● Given instruction: Give back the line where "Target: dark meltwater pool" appears and all the lines after it until the listing ends, unchanged and with nothing else.

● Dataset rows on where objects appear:

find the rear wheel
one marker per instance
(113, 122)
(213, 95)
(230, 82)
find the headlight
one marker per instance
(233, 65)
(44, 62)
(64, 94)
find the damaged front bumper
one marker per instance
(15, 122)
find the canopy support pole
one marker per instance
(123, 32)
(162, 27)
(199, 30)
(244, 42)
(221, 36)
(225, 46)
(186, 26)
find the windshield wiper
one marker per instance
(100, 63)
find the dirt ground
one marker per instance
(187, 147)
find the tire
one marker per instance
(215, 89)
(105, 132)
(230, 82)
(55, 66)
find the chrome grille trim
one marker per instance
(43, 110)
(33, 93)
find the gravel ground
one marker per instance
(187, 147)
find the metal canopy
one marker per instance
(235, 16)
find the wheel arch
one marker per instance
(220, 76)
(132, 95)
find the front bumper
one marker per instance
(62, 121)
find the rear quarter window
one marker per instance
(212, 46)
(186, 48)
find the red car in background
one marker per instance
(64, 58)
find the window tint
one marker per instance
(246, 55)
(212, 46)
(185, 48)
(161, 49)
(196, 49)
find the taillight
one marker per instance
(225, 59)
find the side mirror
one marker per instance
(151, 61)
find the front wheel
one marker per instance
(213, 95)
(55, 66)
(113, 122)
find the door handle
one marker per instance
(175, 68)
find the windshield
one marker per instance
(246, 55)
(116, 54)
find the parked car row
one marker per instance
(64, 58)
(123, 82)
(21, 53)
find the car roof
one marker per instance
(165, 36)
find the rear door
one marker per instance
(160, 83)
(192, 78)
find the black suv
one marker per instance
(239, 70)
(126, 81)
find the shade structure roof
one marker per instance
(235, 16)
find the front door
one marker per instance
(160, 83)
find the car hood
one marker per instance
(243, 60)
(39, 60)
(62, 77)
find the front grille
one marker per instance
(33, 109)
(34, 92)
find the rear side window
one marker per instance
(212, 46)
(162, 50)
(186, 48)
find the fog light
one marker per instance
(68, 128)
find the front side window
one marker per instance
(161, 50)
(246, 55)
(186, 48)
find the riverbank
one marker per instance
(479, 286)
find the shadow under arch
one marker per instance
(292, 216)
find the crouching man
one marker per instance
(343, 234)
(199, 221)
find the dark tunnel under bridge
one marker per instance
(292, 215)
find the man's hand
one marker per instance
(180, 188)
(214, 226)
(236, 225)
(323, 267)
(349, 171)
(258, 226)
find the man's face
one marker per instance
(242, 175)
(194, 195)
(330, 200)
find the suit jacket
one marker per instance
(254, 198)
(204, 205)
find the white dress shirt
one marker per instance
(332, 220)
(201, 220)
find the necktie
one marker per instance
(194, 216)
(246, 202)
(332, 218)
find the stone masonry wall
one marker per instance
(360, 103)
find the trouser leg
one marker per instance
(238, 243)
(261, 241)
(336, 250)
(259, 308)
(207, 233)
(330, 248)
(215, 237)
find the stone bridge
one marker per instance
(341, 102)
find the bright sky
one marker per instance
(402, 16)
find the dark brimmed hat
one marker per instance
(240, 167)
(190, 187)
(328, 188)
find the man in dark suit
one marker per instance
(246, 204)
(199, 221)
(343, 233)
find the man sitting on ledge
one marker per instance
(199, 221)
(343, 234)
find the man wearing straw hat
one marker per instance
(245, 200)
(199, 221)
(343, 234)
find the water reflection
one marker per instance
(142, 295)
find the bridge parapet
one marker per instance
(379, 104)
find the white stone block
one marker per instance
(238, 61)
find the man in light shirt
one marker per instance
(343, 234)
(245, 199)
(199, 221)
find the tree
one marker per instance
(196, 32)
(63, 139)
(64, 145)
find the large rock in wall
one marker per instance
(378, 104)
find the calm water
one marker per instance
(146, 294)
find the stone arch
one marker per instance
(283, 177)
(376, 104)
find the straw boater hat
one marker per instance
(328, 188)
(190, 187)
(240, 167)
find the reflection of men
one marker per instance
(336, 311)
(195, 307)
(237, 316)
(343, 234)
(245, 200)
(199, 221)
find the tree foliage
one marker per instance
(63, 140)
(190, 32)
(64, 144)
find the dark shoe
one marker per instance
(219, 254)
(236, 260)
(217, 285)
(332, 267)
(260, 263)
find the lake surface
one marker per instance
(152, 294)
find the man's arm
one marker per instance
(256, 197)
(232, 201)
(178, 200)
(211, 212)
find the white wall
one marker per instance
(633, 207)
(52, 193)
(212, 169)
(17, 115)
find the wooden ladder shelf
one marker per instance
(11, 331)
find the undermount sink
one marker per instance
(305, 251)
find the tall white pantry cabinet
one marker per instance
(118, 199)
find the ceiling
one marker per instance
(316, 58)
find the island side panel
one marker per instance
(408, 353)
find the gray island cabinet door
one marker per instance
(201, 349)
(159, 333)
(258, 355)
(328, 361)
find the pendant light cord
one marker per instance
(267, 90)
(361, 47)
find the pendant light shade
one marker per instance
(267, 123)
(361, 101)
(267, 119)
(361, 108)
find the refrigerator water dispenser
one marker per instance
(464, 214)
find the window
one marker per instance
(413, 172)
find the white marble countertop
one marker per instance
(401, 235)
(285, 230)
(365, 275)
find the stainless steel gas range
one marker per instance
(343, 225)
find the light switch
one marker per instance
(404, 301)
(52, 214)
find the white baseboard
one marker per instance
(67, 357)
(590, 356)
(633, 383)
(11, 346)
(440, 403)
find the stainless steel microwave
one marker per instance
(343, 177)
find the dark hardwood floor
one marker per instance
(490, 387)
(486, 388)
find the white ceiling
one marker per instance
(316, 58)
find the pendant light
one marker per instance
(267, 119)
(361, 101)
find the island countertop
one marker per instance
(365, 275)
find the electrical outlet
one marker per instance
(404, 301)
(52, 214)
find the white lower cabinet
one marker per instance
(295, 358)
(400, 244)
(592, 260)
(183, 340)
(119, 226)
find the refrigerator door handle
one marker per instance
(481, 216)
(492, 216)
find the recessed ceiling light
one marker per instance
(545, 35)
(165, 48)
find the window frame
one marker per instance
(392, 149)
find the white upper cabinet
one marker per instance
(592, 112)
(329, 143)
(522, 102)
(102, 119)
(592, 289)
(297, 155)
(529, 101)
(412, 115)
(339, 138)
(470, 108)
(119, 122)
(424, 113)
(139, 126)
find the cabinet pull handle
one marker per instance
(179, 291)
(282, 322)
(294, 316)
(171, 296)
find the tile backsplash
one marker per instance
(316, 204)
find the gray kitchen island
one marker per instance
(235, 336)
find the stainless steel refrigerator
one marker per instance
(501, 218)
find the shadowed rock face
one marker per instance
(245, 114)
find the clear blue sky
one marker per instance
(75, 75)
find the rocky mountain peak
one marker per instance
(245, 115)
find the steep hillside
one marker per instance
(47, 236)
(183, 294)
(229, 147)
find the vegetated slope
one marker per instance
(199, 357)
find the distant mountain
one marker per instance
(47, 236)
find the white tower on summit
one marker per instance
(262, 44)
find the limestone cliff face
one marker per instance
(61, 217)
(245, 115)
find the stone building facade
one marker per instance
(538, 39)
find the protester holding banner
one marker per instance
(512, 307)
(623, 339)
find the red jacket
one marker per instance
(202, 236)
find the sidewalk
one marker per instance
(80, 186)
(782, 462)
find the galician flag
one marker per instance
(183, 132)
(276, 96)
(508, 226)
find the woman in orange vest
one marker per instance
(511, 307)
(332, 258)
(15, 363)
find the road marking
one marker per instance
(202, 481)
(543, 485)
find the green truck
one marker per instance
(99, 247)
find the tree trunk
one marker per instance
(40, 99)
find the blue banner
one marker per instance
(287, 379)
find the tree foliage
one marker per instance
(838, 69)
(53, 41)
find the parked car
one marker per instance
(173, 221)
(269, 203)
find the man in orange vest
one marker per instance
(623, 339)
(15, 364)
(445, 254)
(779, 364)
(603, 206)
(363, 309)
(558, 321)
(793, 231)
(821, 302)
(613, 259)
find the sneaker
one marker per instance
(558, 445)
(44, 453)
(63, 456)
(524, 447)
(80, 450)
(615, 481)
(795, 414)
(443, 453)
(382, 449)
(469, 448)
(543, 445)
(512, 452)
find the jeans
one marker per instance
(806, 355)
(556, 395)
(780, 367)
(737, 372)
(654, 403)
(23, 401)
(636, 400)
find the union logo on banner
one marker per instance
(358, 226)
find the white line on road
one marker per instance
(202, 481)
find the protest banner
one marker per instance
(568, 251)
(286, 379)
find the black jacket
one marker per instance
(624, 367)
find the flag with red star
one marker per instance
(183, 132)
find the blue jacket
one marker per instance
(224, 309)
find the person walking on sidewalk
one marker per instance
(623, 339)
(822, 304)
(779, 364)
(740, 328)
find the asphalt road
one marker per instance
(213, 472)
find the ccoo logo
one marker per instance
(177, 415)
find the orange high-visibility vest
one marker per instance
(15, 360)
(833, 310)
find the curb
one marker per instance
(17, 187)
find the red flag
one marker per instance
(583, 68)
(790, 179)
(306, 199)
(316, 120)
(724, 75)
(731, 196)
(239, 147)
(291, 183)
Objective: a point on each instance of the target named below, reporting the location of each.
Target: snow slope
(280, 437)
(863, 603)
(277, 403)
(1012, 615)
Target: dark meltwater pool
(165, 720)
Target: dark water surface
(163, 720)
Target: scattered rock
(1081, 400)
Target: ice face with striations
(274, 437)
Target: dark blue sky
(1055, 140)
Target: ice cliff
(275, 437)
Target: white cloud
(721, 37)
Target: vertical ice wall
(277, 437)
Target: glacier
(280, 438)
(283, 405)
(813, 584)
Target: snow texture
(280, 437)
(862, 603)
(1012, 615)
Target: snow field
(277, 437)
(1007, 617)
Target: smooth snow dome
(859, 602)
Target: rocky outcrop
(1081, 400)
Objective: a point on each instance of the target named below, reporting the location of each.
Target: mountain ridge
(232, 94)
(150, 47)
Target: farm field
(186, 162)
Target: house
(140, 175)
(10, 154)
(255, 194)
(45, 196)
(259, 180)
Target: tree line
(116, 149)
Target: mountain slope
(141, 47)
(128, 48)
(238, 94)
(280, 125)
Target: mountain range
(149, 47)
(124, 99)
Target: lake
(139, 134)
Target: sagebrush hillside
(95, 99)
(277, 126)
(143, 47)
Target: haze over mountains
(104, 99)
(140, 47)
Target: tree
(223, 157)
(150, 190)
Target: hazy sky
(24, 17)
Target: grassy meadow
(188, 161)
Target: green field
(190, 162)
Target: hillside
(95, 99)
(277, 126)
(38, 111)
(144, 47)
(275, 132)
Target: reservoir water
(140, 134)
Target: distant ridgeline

● Right answer:
Target: dark meltwater pool
(165, 720)
Target: dark water surface
(163, 720)
Target: scattered rock
(1081, 400)
Target: ice face with striations
(274, 437)
Target: dark blue sky
(1055, 140)
Target: ice cliff
(275, 437)
Target: white cloud
(721, 37)
Target: vertical ice wall
(277, 437)
Target: glacier
(280, 438)
(283, 405)
(813, 584)
Target: snow texture
(280, 437)
(862, 603)
(1012, 615)
Target: snow field
(277, 437)
(1007, 617)
Target: smooth snow dome
(859, 602)
Target: rocky outcrop
(1081, 400)
Objective: a point on each instance of the target named below, reporting the location of each.
Target: mountain ridge
(232, 94)
(150, 47)
Target: farm field
(186, 162)
Target: house
(140, 175)
(10, 154)
(255, 194)
(45, 196)
(259, 180)
Target: tree line
(116, 149)
Target: mountain slope
(141, 47)
(128, 48)
(238, 94)
(280, 125)
Target: mountain range
(149, 47)
(124, 99)
Target: lake
(139, 134)
Target: sagebrush hillside
(95, 99)
(277, 126)
(143, 47)
Target: haze over mountains
(104, 99)
(140, 47)
Target: tree
(223, 157)
(150, 190)
Target: hazy sky
(24, 17)
Target: grassy meadow
(188, 161)
Target: green field
(190, 162)
Target: hillside
(95, 99)
(277, 126)
(38, 111)
(144, 47)
(275, 132)
Target: reservoir water
(140, 134)
Target: distant ridgeline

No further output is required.